## DATASET CONTENT
##############################
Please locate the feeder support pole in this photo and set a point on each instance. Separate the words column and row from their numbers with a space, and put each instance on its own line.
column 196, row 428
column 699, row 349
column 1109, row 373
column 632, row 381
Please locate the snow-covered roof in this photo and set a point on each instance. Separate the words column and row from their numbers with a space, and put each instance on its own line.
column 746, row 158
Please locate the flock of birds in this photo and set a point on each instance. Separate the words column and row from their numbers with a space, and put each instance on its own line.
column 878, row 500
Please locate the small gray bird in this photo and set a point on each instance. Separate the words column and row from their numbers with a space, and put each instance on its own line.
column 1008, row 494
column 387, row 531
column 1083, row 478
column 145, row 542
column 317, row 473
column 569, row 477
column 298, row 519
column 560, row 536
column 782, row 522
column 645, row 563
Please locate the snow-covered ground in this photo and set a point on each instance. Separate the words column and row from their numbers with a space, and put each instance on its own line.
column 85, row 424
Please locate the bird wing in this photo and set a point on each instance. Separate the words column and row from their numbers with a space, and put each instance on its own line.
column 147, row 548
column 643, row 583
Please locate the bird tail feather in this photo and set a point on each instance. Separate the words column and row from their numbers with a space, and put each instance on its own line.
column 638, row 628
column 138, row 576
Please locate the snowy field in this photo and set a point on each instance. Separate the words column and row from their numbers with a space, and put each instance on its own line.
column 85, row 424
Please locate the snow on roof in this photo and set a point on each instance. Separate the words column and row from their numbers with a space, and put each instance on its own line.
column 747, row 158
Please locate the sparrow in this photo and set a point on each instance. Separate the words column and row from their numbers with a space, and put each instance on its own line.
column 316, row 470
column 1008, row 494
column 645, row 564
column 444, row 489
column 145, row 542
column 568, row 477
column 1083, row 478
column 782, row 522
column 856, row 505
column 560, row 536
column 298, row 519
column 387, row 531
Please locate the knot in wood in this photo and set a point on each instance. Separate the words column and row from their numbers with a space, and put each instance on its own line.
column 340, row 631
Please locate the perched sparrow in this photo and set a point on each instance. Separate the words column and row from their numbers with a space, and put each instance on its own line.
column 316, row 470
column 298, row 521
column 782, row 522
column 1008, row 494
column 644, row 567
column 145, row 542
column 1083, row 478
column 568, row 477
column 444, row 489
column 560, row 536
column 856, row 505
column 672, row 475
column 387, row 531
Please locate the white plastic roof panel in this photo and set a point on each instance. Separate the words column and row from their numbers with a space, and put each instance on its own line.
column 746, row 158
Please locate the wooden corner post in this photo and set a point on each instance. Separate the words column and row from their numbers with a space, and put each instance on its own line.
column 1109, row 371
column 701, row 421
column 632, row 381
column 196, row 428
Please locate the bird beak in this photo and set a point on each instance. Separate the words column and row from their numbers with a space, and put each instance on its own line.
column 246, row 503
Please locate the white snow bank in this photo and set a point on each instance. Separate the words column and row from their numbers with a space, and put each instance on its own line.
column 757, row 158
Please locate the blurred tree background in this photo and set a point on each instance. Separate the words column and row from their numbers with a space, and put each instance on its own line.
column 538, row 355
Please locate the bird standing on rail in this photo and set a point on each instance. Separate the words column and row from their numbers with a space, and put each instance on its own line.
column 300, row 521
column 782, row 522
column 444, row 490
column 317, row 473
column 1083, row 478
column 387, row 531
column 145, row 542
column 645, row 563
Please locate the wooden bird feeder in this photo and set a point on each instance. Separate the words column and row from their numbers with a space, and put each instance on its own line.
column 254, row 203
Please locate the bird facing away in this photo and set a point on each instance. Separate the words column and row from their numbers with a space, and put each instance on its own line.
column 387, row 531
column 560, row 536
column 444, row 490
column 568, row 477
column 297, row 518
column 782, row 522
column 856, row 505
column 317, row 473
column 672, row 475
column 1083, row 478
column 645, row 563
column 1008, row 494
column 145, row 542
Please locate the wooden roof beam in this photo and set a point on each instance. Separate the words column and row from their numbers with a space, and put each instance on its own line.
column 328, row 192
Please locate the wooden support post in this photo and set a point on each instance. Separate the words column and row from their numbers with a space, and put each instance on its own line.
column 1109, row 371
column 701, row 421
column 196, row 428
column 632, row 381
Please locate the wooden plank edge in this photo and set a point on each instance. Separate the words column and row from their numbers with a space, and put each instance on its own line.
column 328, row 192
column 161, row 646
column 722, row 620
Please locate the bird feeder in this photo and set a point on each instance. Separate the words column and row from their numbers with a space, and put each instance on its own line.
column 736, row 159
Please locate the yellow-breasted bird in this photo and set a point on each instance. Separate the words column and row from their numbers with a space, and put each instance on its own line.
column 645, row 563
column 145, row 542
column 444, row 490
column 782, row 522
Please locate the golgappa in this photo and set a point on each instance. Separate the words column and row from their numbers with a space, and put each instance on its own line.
##############################
## EXERCISE DESCRIPTION
Copy every one of the items above word for word.

## EXERCISE RESULT
Please locate the feeder support pole in this photo and set a point on each instance. Separate the words column and row from their numbers with a space, and put each instance on its own line.
column 196, row 428
column 699, row 349
column 1109, row 373
column 632, row 381
Please locate the snow-covered roof in this photo and set a point on each instance. Separate the words column and row from their numbers with a space, and put each instance on its own line.
column 746, row 158
Please locate the flock of birds in this photo and set a point on each instance. Separate the words column and row from their numbers with a space, and put each instance on its own line.
column 878, row 500
Please locate the small gray bird in this photo and set a point on each instance. Separate the words column and row from their numbers with a space, and put each instance on its own line.
column 1008, row 494
column 387, row 531
column 1083, row 478
column 145, row 542
column 317, row 473
column 569, row 477
column 298, row 519
column 560, row 536
column 782, row 522
column 645, row 563
Please locate the snow-covered ground in this photo and set a point on each instance. Separate the words column and row from their numbers with a space, and put each instance on its own line.
column 85, row 424
Please locate the bird wing in this photo and set a point on each instance. Separate the words column and row from their numbers with a space, and put each instance on its own line.
column 147, row 548
column 643, row 583
Please locate the bird tail feather in this photo and set a point on each instance. Separate the words column and row from their numbers with a space, and put each instance on its own line.
column 638, row 628
column 138, row 576
Please locate the snowy field in this photo and set a point on each instance. Separate the words column and row from their numbers with a space, and put each instance on its own line.
column 85, row 424
Please locate the snow on roof in this photo and set a point on each instance. Separate the words column and row from their numbers with a space, and put each instance on its own line.
column 747, row 158
Please locate the sparrow in this photo and set a point on each instance. Separate the words column and row from their numbers with a space, and put each instance on its own line.
column 316, row 470
column 1008, row 494
column 645, row 564
column 444, row 489
column 145, row 542
column 568, row 477
column 1083, row 478
column 782, row 522
column 856, row 505
column 560, row 536
column 298, row 519
column 387, row 531
Please locate the knot in wood in this photo and set a point on each instance. Separate the words column and row from their numbers with a space, and put each instance on its own line.
column 340, row 631
Please locate the perched sparrow in this photo and set a point on each instance. Separate the words column and row from their numbers with a space, and put each instance on its own line.
column 316, row 470
column 298, row 521
column 782, row 522
column 1008, row 494
column 644, row 567
column 145, row 542
column 1083, row 478
column 568, row 477
column 444, row 489
column 560, row 536
column 856, row 505
column 672, row 475
column 387, row 531
Please locate the white plastic roof panel in this photo and set a point on each instance. Separate the words column and row from their numbers with a space, and put each instance on its own line.
column 746, row 158
Please locate the wooden corner post in this photo and set a point on each instance. Separate the words column and row from their numbers with a space, and put each instance on its own line.
column 1109, row 371
column 701, row 421
column 632, row 381
column 196, row 428
Please locate the bird beak in this photo and set a point on each instance. Separate the words column and row from their numbers with a space, and put each instance on its own line.
column 246, row 503
Please locate the white snow bank in this photo and set a point on each instance. Separate the words column and row from their numbers with a space, and put each instance on its own line.
column 757, row 158
Please locate the blurred tree background in this photo and set a point on each instance. Separate the words column and row from their numbers with a space, and put each instance on its own line.
column 538, row 355
Please locate the bird standing on rail in this photo and set a point on each instance. Separate the words column and row from their numbers with a space, and put each instance on its own line.
column 300, row 521
column 782, row 522
column 444, row 490
column 317, row 473
column 1083, row 478
column 387, row 531
column 145, row 542
column 645, row 563
Please locate the wooden bird feeder in this photo and set a point on each instance. Separate the words column and row from their numbers with a space, and put each instance on its own line.
column 254, row 203
Please locate the bird facing away in this photo and set a point on each instance. Separate the words column and row from their numbers with a space, and put each instance on its own line.
column 387, row 531
column 560, row 536
column 444, row 490
column 568, row 477
column 297, row 518
column 782, row 522
column 856, row 505
column 317, row 473
column 672, row 475
column 1083, row 478
column 645, row 563
column 1008, row 494
column 145, row 542
Please locate the wooden roof beam in this photo and set a point on each instance. Separate the words column and row from their numbers with a space, and put each instance on its own line.
column 328, row 192
Please locate the wooden support post in this photo and set a point on each instance. Separate the words column and row from their numbers with a space, and put each instance on its own line.
column 1109, row 371
column 701, row 421
column 196, row 428
column 632, row 381
Please locate the wooden plank edge in this photo and set a point on each instance. Separate the words column and row from their numbers with a space, and put each instance on its own line.
column 328, row 192
column 161, row 646
column 722, row 620
Please locate the bird feeder in this photo and set a point on each instance. Separate the words column and row from their numbers with a space, and put each instance on its own line.
column 736, row 159
Please locate the yellow-breasted bird in this photo and set a point on each instance. Separate the words column and row from their numbers with a space, and put each instance on its own line.
column 645, row 563
column 145, row 542
column 444, row 490
column 782, row 522
Please locate the golgappa in this photo and set a point on each instance. Separate the words column and row from their numbers with a space, and put each instance on its own line.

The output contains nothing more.